[Short task 1]
Answer these questions about the television preservation testimony:
(a) What can what a society pushes to the margins of cultural expression say a great deal about?
(b) Which two controversies are given as examples of today's loudest public and political debates associated with television?
(c) Whom does Mr. Murphy say will be skipped for now?
[Short task 2]
Reproduce the stretch of the television preservation testimony from "MR. MURPHY: Thank" through "at this hearing.", swapping "hearing" for "session".

##### Page excerpt

My own scholarly interests have been directed
at understanding the role of television programming in
wider cultural, intellectual and political contexts,
including the shifting definitions of citizenship and
the public sphere, the relation of American
intellectuals to mass culture, the policy debates
regarding broadcast regulation, the effects of
television violence, and the international role of
American commercial television. Addressing these sorts
of questions in an historical context in a meaningful
way is not likely to be accomplished by looking at a
few critically privileged programs. Instead,
understanding how commercial television became
entangled in such larger cultural and political issues
requires a broad consideration of as many relevant
programs as possible; a consideration only possible
with access to the resources of private and public
television archives.
Much of the most productive recent historical
work in film and television studies has indeed focused
on the culturally marginal and excluded, guided in part
by the proposition that what a society pushes to the
margins of cultural expression can say a great deal
about what is central to its beliefs and practices.
Television preservation, therefore, must make available
to future researchers and scholars the full range of
what is to be found on our nation's screens. Likewise,
future historians considering some of today's loudest
public and political controversies associated with
television, like the debates over the effects of
negative political advertising or the cultural
consequences of so-called trash TV, will depend on
their access to the often culturally denigrated
programs which provoked these controversies. My point
is simply that contemporary critical taste cannot offer
assurance about what future historians will find
revealing about our contemporary culture, and absence
such assurances, the prudent course seems to be to try
to preserve the diversity of our television
environment.
The challenges of preservation and access to
the uncountable hours of our television past and
present, a medium of both great cultural and political
power and of an almost willful ephemorality, are indeed
daunting. While my life in the classroom exposes me to
students who bring what seems to be increasingly short
cultural memories, there is also a genuine hunger among
students and among the public for non-nostalgic
confrontations with our cultural history. As
television increasingly becomes the medium for
historical representation and popular memory, it is
vital that its own place in history be available for
scrutiny and contestation. The often unglamorous work
of television preservation is the necessary ground for
such democratic interrogation and we neglect it at our
peril. Thank you.
MR. MURPHY: Thank you, Mr. Boddy. I think
we're going to skip Peter Herford for now and go on to
Deirdre Boyle. Good morning.
MS. BOYLE: Thank you very much. Thank you
for inviting me to speak here today at this hearing.

##########
##### Given records

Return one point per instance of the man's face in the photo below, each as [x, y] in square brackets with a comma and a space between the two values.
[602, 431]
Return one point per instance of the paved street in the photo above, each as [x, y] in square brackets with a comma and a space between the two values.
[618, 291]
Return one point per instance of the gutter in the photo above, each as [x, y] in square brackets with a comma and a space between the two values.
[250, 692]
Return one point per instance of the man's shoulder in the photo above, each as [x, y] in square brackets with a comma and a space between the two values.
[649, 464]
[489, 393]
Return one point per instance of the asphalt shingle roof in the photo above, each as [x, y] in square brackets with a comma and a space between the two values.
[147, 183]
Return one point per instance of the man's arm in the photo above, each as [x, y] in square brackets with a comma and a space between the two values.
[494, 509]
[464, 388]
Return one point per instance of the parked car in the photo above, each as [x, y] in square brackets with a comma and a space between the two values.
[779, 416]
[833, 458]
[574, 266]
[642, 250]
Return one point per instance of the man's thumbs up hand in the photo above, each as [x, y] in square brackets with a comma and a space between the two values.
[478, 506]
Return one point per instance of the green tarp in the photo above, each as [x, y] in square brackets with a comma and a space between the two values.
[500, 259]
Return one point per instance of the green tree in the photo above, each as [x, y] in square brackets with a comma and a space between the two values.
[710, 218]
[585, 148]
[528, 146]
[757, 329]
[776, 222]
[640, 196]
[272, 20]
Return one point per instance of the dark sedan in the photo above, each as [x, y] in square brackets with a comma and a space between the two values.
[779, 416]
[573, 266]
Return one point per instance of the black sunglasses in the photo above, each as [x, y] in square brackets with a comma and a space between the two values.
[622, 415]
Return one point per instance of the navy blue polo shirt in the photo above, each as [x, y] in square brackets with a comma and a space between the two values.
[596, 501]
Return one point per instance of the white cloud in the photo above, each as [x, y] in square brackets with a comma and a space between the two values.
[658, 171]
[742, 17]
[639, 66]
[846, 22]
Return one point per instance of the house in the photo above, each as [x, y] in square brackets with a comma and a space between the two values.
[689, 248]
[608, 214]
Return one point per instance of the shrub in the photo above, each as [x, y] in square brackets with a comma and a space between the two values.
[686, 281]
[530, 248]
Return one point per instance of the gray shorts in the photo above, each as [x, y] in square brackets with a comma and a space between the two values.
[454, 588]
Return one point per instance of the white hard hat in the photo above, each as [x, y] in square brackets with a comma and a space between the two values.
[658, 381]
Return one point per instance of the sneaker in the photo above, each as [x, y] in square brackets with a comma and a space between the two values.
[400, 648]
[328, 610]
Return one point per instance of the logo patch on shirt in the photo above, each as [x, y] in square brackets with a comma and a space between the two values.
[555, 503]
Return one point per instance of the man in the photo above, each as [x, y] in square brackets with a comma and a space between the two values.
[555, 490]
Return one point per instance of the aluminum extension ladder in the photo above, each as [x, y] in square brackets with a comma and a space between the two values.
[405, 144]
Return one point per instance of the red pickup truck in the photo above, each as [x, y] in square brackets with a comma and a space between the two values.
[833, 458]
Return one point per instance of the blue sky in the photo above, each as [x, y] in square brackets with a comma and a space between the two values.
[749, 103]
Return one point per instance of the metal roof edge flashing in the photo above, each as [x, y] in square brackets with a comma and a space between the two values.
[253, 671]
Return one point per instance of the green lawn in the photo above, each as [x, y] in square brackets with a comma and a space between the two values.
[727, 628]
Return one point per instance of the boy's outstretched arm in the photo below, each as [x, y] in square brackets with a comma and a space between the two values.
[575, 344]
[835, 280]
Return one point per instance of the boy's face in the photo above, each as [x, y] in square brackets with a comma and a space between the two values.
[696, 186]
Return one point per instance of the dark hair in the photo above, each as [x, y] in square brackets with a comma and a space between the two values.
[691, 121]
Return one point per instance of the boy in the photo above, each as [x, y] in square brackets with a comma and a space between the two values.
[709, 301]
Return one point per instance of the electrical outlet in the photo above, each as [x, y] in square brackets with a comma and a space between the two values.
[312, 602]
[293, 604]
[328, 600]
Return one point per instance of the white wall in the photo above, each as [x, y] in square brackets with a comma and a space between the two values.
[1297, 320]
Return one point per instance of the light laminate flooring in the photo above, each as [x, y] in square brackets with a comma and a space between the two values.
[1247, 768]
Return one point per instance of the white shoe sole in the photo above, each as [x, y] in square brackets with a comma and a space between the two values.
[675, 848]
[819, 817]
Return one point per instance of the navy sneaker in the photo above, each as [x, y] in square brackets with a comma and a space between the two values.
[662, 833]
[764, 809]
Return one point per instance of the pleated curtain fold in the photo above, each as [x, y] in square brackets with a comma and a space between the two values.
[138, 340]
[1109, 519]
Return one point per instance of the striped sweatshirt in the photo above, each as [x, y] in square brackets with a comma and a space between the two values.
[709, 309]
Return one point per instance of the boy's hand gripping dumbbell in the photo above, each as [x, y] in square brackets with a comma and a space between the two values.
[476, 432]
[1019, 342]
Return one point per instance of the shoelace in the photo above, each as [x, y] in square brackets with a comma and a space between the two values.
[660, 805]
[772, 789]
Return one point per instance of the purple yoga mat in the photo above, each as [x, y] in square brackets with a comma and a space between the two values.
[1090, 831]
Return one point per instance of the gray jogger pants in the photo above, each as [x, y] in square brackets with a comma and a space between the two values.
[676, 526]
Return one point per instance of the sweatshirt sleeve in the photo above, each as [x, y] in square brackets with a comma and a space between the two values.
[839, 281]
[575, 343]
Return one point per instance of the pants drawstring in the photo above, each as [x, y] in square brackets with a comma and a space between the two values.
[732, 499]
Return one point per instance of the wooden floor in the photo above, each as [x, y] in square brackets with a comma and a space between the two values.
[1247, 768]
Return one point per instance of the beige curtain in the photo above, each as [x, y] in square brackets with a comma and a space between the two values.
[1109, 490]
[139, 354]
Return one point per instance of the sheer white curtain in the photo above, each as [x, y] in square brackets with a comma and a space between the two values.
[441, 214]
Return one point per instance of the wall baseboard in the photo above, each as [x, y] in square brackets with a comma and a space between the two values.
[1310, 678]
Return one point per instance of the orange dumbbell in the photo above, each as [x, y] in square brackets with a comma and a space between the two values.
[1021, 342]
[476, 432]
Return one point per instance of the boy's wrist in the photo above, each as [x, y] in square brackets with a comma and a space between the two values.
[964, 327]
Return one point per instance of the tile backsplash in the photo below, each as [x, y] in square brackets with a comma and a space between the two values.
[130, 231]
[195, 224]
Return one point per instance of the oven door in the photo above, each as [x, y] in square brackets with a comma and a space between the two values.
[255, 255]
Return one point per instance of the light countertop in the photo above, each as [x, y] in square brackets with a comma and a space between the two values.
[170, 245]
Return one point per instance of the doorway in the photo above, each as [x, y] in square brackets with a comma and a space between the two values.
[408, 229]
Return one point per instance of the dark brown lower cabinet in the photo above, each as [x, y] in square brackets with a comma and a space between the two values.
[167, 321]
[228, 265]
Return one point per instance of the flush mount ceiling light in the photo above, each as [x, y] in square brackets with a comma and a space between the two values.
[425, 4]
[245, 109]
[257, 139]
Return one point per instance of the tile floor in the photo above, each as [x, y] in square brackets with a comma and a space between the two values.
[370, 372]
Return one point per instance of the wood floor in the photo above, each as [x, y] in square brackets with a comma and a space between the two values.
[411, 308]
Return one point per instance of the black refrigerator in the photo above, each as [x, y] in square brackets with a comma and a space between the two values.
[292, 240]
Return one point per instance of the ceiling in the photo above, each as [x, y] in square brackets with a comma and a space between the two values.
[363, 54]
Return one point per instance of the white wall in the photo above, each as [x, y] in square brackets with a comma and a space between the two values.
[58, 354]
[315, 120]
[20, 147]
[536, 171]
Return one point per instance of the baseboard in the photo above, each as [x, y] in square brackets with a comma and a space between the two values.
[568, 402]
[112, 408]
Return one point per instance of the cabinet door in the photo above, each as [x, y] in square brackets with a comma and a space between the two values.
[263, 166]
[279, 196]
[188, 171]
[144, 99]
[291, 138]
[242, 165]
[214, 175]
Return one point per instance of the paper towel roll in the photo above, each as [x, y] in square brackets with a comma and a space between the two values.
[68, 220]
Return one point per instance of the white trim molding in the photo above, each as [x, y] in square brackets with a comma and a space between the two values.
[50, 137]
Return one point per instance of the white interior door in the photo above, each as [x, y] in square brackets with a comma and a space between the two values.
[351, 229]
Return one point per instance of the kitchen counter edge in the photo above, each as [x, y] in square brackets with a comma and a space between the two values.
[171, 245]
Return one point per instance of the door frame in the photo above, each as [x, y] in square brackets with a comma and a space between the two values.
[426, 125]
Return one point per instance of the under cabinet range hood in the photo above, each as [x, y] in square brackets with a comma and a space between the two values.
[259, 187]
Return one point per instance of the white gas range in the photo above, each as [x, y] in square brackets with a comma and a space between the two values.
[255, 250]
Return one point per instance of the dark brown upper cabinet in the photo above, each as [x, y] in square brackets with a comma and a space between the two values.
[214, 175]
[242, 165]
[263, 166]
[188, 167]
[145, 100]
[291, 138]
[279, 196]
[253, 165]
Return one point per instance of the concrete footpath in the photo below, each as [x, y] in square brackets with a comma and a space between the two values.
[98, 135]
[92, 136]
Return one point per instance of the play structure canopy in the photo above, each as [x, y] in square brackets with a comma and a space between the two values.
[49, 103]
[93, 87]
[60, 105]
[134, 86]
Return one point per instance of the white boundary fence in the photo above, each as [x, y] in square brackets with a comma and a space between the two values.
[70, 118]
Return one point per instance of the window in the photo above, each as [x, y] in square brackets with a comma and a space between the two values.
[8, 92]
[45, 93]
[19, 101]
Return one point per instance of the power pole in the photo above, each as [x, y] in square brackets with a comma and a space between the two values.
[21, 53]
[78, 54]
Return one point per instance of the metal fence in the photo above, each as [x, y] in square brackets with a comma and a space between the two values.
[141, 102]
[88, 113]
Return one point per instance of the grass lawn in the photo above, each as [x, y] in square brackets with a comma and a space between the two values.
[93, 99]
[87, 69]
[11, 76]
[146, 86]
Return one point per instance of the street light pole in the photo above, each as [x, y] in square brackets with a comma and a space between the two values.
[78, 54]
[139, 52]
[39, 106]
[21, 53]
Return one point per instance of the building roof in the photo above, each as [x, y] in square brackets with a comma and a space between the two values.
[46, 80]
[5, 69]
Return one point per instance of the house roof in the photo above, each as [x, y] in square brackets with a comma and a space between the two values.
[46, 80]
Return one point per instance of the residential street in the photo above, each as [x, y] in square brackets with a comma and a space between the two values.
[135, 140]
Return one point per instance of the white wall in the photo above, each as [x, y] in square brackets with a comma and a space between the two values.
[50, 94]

##########

[Final result 1]
(a) What is central to its beliefs and practices.
(b) The debates over the effects of negative political advertising, and the cultural consequences of so-called trash TV.
(c) Peter Herford.

[Final result 2]
MR. MURPHY: Thank you, Mr. Boddy. I think
we're going to skip Peter Herford for now and go on to
Deirdre Boyle. Good morning.
MS. BOYLE: Thank you very much. Thank you
for inviting me to speak here today at this session.